◆ ПРЕДЛОЖЕННЫЙ ОТРЫВОК
+--

А на венцы и на апофеозы —
Один ответ: «Откуда мне сие?»
Мы спим — и вот, сквозь каменные плиты,
Небесный гость в четыре лепестка.
О мир, пойми! Певцом — во сне — открыты
Закон звезды и формула цветка.
Вот и у Ахматовой есть возможность переклички задним числом (1940): «Растут стихи, не ведая стыда…».
Мальчишка-газетчик кричит: «Расстрел Николая Романова! Николай Романов расстрелян рабочим Белобородовым!» Разномастный народ апатично просматривает газету. Марина громко говорит:
— Аля, убили русского царя, Николая Второго. Помолись за упокой его души.
Москву душит голод, Марина бьется как рыба об лед, надо что-то делать. О своих шагах она информирует дочь:
Москва, 2-го сентября 1918 г.
Милая Аля!
Мы еще не уехали. Вчера на вокзале была такая огромная толпа, что билеты-то мы взяли, а в вагон не сели.
Домой возвращаться мне не хотелось — дурная примета, и я ночевала у Малиновского (художник, друг М. Минца. — И. Ф.). У него волшебная маленькая комната: на стенах музыкальные инструменты: виолончель, мандолина, гитара, — картины, где много неба, много леса и нет людей, огромный зеленый письменный стол с книгами и рисунками, старинный рояль, под которым спит собака «Мисс» (по-английски значит — барышня).
Мы готовили с Малиновским ужин, потом играли вместе: он на мандолине, я на рояле. Вспоминали Александров, Маврикия, Асю, всю ту чудную жизнь. У него на одной картине есть тот александровский овраг, где — ты помнишь? — мы гуляли с Андрюшей и потом убегали от теленка.
Сейчас ранее утро, все в доме спят. Я тихонько встала, оделась и вот пишу тебе. Скоро пойдем на вокзал, встанем в очередь и — нужно надеяться, сегодня уедем.
На вокзале к нам то и дело подходили голодные люди, — умоляли дать кусочек хлеба или денег. Поэтому, Аля, ешь хорошо, пойми, что грех плохо есть, когда столько людей умирают с голоду. У Нади будет хлеб, кушай утром, за обедом и вечером. И каждый день кушай яйцо — утром, за чаем. И пусть Надя наливает тебе в чай молоко. <…>
Поцелуй за меня Никодима и Таню (жена Никодима Плуцер-Сарна. — И. Ф.), если их увидишь. <…>
(Мой отъезд напоминает мне сказку про козу и коз-ленят, — «ушла коза в лес за кормом…») <…>
Речь идет о командировке Марины на Тамбовщину за пшеном. Пропуск в те места она добыла в бывшем Алек-сандро-Мариинском институте благородных девиц имени кавалерственной дамы В. Е. Чертовой, ставшем Отделом изобразительных искусств Наркомпроса, на Пречистенке, — там она попутно подумала о том, что живи она полтораста лет назад, то непременно была бы кавалерственной дамой.

+--

◆ ВЫДЕРЖКИ ИЗ ЗАПИСЕЙ

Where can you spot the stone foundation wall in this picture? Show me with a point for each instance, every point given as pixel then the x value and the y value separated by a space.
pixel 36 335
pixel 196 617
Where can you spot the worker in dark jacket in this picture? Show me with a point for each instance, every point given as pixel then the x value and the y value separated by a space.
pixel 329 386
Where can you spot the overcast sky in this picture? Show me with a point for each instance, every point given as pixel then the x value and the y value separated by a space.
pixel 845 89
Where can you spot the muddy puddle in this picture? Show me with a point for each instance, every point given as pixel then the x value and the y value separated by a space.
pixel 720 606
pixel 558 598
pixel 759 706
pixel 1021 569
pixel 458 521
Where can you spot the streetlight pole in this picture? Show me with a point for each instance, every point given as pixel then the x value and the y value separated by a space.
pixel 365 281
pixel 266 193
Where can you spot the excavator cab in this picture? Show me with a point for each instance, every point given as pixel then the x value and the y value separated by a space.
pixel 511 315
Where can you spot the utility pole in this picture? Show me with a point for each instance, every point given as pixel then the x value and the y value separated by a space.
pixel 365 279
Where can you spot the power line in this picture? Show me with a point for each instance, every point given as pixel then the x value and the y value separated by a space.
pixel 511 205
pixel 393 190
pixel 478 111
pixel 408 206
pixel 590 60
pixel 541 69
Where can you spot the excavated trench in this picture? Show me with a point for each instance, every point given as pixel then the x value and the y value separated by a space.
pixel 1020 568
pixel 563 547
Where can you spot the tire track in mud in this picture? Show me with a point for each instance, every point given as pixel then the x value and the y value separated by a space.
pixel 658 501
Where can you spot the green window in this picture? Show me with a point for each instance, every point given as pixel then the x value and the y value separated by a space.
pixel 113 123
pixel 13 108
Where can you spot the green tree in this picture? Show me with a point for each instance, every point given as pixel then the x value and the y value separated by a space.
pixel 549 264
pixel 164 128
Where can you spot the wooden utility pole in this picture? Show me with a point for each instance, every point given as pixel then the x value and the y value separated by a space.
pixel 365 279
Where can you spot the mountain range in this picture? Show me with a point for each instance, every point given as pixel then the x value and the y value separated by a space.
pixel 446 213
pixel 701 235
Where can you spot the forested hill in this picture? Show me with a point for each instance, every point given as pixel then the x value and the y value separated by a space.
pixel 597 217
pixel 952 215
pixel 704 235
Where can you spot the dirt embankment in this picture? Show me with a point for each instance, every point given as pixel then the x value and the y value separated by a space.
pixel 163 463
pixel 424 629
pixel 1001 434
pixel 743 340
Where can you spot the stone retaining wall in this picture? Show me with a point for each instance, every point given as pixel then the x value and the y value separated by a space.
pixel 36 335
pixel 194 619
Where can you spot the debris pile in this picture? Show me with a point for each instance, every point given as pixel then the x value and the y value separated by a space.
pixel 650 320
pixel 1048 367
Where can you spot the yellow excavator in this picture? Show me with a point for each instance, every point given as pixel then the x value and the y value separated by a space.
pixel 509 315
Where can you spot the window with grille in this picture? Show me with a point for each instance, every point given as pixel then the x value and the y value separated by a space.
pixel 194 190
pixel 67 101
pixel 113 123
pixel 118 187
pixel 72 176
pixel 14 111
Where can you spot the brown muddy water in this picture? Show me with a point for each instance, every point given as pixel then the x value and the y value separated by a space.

+--

◆ ЗАДАНИЕ
Приведите, пожалуйста, фрагмент отрывка между «А на венцы и» и «сентября 1918 г.» включительно, заменив в нем «Мальчишка-газетчик» на «Паренек-газетчик».

◆ ОТВЕТ
А на венцы и на апофеозы —
Один ответ: «Откуда мне сие?»
Мы спим — и вот, сквозь каменные плиты,
Небесный гость в четыре лепестка.
О мир, пойми! Певцом — во сне — открыты
Закон звезды и формула цветка.
Вот и у Ахматовой есть возможность переклички задним числом (1940): «Растут стихи, не ведая стыда…».
Паренек-газетчик кричит: «Расстрел Николая Романова! Николай Романов расстрелян рабочим Белобородовым!» Разномастный народ апатично просматривает газету. Марина громко говорит:
— Аля, убили русского царя, Николая Второго. Помолись за упокой его души.
Москву душит голод, Марина бьется как рыба об лед, надо что-то делать. О своих шагах она информирует дочь:
Москва, 2-го сентября 1918 г.